▸ Problem
Will you quote only the lines starting at the one that contains "the green leaves" and ending with the last line of the listing below, inclusive?

** begin Data for this exercise **

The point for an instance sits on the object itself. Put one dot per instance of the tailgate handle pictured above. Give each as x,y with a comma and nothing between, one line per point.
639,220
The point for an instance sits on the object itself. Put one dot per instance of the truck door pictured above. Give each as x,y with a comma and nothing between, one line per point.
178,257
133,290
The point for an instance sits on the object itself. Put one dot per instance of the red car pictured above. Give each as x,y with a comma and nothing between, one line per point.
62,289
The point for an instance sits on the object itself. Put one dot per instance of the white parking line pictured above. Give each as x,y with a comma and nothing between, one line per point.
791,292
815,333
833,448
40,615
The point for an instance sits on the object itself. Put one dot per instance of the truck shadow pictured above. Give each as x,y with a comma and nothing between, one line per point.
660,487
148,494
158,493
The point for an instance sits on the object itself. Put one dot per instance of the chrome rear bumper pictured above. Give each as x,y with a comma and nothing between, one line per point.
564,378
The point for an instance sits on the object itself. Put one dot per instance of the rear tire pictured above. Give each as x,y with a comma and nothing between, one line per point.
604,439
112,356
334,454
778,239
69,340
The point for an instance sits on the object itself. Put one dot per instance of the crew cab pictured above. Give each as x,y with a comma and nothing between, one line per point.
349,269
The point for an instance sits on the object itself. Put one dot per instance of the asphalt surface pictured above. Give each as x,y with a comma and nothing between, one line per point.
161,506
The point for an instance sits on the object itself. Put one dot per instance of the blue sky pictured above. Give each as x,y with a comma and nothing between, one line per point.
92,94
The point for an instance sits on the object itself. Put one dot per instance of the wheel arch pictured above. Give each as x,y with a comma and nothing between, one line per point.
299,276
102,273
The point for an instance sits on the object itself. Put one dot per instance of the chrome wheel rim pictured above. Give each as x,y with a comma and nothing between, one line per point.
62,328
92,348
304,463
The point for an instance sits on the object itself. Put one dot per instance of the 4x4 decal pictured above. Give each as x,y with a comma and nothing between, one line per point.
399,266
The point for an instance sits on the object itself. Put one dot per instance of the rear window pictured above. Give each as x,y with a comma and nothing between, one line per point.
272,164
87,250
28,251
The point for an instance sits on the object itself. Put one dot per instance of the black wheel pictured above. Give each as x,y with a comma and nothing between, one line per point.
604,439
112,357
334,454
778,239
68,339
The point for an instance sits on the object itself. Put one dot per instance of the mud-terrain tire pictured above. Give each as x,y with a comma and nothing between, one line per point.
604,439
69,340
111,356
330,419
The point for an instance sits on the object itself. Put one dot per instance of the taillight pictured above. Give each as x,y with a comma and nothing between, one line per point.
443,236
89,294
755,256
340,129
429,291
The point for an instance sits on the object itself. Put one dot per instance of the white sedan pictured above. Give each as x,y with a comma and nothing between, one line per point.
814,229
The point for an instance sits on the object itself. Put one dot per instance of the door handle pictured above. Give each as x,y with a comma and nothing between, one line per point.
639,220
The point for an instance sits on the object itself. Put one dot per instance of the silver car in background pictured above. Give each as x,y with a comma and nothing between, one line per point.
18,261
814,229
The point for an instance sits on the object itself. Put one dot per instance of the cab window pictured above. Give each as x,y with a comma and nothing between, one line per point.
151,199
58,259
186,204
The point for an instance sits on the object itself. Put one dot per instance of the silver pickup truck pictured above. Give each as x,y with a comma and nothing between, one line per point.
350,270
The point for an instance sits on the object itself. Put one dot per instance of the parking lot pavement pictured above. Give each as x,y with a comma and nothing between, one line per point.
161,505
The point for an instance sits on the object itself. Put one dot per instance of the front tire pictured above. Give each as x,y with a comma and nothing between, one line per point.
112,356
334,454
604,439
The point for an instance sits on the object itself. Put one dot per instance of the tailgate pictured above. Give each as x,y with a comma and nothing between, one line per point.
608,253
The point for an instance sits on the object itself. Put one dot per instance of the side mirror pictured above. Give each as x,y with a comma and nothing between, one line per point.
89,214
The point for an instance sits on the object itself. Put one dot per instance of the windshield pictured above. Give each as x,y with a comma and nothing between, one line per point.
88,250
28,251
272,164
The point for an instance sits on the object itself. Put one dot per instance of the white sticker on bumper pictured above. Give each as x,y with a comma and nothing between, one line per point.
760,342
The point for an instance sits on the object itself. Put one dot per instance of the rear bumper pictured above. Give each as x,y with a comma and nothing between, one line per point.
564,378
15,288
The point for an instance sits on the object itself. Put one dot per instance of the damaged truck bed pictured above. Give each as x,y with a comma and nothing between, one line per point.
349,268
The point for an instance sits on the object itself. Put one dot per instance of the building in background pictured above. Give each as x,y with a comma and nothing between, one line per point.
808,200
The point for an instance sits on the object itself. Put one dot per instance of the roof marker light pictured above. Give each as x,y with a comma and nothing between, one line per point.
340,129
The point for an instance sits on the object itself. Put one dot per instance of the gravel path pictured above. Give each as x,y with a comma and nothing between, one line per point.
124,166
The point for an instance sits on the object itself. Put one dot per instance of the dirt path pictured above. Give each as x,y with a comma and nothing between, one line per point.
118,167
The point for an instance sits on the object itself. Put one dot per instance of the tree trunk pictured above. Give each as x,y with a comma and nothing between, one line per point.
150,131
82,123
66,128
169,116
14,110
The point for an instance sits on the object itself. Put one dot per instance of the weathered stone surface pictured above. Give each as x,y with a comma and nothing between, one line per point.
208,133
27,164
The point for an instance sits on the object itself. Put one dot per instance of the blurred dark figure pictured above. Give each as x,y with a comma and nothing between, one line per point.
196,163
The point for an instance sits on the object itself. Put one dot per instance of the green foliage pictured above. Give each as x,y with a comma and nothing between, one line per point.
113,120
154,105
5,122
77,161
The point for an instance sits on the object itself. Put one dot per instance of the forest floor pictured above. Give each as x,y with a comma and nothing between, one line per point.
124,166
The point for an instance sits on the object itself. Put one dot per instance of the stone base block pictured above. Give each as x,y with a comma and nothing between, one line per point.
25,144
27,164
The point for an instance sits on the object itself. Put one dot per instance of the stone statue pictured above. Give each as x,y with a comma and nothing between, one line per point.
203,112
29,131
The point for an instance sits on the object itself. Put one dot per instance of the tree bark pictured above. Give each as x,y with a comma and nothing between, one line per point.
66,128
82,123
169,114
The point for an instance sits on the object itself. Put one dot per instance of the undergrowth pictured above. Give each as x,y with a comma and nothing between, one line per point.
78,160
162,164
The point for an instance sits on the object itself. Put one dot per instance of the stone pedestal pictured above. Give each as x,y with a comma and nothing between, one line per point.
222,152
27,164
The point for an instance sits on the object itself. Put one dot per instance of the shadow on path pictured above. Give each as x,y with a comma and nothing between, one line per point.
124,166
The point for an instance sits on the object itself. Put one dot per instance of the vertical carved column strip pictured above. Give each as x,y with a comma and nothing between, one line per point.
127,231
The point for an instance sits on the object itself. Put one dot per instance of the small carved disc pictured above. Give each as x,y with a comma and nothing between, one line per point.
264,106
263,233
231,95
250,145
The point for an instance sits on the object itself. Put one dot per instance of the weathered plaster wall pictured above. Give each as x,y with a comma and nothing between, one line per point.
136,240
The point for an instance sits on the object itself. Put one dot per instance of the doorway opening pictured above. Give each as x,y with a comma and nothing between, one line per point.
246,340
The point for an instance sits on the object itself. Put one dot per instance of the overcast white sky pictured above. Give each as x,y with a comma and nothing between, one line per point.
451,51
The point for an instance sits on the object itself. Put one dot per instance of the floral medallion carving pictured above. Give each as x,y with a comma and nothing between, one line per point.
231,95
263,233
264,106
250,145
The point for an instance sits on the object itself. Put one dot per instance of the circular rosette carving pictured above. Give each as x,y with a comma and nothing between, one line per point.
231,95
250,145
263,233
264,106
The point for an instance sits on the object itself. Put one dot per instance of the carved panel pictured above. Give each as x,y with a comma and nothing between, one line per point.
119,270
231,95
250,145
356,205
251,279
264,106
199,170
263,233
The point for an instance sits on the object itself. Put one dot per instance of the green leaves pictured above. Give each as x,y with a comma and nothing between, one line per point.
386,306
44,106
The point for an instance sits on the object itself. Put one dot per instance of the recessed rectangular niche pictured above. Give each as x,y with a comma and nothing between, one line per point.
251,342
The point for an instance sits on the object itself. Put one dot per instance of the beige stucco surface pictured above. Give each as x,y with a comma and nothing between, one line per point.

** end Data for this exercise **

▸ Answer for the task
The point for an instance sits on the object itself. Put one dot per instance of the green leaves pictured above. Give each as x,y with a comma and nothing between, one line per point.
386,306
44,106
The point for an instance sits on the object itself. Put one dot per instance of the recessed rectangular niche pictured above. Give each as x,y with a comma and nothing between, one line per point.
251,342
The point for an instance sits on the object itself. Put one dot per instance of the beige stucco surface pictured above. Give each as x,y with a comma and nothing between, one line per point.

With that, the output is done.